Problem requirements — Arrange every line of the data below as a Markdown table with two columns, Row and Line, numbering the rows in order and leaving out blank lines.

-- Input records start --

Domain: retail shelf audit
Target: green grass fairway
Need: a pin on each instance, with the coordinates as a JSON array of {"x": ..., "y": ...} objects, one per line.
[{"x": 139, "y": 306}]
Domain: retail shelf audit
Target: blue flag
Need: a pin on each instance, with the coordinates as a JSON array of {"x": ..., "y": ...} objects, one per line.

-- Input records end --

Solution for this task —
| Row | Line |
|---|---|
| 1 | Domain: retail shelf audit |
| 2 | Target: green grass fairway |
| 3 | Need: a pin on each instance, with the coordinates as a JSON array of {"x": ..., "y": ...} objects, one per line. |
| 4 | [{"x": 139, "y": 306}] |
| 5 | Domain: retail shelf audit |
| 6 | Target: blue flag |
| 7 | Need: a pin on each instance, with the coordinates as a JSON array of {"x": ..., "y": ...} objects, one per line. |